* Work request:
Could the data below be copied out in full, word for word?

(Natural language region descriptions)
BEGIN
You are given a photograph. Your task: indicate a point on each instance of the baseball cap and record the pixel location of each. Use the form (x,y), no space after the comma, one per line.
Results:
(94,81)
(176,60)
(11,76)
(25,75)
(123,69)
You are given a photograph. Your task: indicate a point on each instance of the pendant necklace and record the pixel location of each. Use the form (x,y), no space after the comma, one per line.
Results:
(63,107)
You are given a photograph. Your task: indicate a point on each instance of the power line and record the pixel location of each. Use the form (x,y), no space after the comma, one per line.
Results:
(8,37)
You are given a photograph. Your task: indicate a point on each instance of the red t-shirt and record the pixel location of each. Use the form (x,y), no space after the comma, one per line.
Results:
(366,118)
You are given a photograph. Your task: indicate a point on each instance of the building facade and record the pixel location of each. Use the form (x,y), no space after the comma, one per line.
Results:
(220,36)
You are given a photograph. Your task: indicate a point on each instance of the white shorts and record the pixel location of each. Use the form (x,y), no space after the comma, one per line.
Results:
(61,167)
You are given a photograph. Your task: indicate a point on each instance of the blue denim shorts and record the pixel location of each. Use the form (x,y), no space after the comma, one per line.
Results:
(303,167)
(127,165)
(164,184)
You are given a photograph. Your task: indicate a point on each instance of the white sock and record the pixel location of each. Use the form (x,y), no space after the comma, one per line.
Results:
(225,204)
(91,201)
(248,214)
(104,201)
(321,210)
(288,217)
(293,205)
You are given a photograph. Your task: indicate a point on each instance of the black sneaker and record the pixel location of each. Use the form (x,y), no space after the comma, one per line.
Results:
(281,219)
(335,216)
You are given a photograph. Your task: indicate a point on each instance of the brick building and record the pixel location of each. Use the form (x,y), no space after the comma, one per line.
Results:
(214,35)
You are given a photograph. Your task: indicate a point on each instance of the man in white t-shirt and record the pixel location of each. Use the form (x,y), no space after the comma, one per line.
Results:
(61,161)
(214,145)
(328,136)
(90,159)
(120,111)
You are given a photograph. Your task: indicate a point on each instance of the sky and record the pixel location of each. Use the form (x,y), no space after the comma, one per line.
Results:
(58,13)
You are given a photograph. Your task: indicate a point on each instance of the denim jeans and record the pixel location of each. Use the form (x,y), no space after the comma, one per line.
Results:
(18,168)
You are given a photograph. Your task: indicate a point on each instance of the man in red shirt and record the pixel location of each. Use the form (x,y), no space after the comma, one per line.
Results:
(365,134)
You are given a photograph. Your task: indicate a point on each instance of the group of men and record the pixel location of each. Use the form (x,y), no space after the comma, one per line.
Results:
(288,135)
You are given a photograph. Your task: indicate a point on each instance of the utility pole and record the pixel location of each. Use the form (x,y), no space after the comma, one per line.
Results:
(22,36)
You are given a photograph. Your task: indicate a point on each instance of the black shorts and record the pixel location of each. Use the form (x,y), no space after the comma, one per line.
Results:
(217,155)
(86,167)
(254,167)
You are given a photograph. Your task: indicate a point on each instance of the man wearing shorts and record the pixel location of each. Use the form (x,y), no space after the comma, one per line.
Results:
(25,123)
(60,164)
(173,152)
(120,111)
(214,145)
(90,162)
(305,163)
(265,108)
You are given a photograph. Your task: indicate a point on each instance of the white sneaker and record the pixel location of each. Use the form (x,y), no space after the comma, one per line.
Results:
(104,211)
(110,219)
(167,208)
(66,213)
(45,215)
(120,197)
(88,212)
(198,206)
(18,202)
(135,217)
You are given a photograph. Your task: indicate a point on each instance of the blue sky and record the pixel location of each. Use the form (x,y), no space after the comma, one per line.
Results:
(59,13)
END
* Your response:
You are given a photograph. Your task: indicate a point on each instance of the baseball cap and record the pixel location of each. Use the form (x,y), no space after the comma, one per line.
Results:
(94,81)
(176,60)
(11,76)
(25,75)
(123,69)
You are given a photograph. Your task: indicate a point on each instance of the pendant necklace and record the pixel location of each. Use the form (x,y), no space after the comma, one per line.
Results:
(63,107)
You are given a photograph. Your task: indicate a point on each instance of the power line and record the pixel location of each. Use the form (x,y), no space after the comma, one per line.
Results:
(8,37)
You are given a photograph. Your task: indicate a point on each instance of the red t-shirt and record the pixel location of each. Use the form (x,y), no space after the comma, one per line.
Results:
(366,118)
You are given a photograph. Your task: indicate a point on each instance of the building facade and record the pixel location of each. Use the form (x,y), no space after the comma, one per line.
Results:
(220,36)
You are given a photograph. Your task: indicate a point on each instance of the white shorts and record the pixel location of each. Use the form (x,y), no space after the comma, one per line.
Results:
(61,167)
You are given a photograph. Your task: indicate a point on each instance of the blue denim shorts and record the pixel location of each. Use the form (x,y), no space after the comma, one per line.
Results:
(303,167)
(127,165)
(164,184)
You are given a photograph. Your task: indicate a point on each instance of the white sock and record the pixel location of each. Use the form (x,y), no space after the comma, one per line.
Results:
(225,204)
(91,201)
(248,214)
(104,201)
(321,210)
(288,217)
(293,205)
You are given a photograph. Your task: indicate a point on each instance of the black sneaker and record the pixel location of each. Use the form (x,y), no space after the comma, one per line.
Results:
(281,219)
(335,216)
You are given a photograph. Your task: indicate a point on each instance of the brick building and record the pixel location of each. Use the form (x,y), no space after the comma, one per line.
Results:
(214,35)
You are given a photograph. Your task: indicate a point on each instance of the man in white t-shirt and record the pixel location of each. Use the form (x,y), no space after the comma, one per line.
Results:
(61,161)
(214,145)
(328,136)
(90,159)
(120,111)
You are given a photograph. Your task: indicate a point on each instance of the sky and record the pixel location of each. Use the form (x,y), no space after the comma, one per line.
Results:
(58,13)
You are given a photograph. Your task: indicate a point on each instance of the denim jeans and record the pixel location of each. Use the form (x,y), no space after the comma, one per line.
Results:
(18,168)
You are given a photograph. Your task: indicate a point on each instance of the man in red shirt and record the pixel location of each. Use the form (x,y), no space after the comma, one per line.
Results:
(365,134)
You are given a photograph. Your task: indicate a point on each instance of the group of men and record the pixel location of each. Use the form (x,y), no space after the comma, one per line.
Results:
(288,135)
You are given a photograph. Your task: indicate a point on each instance of the utility pole and record the pixel location of each. Use the form (x,y), no space after the comma, one per line.
Results:
(22,36)
You are given a photograph. Your task: indicate a point on each instance of the black shorts and record the pixel location of each. Use the form (x,y), no space after the comma, one per line.
Results:
(217,155)
(86,167)
(254,167)
You are given a photograph. Your task: indicate a point on each instance of the man wearing shorts and record the pixel location of each. Use the form (x,y), no space after the comma, one per line.
Results:
(25,123)
(60,164)
(173,152)
(120,111)
(214,145)
(90,162)
(305,163)
(265,108)
You are given a photograph. Your task: indicate a point on each instance of the white sneaker and record the pixel location of each. Use the form (x,y), no space after the comma, one per line.
Results:
(104,211)
(110,219)
(167,208)
(66,213)
(45,215)
(120,197)
(88,212)
(198,206)
(18,202)
(135,217)
You are given a photograph. Your task: indicate a point on each instance of the blue sky and record the pixel location of each. Use the form (x,y), no space after the comma, one per line.
Results:
(59,13)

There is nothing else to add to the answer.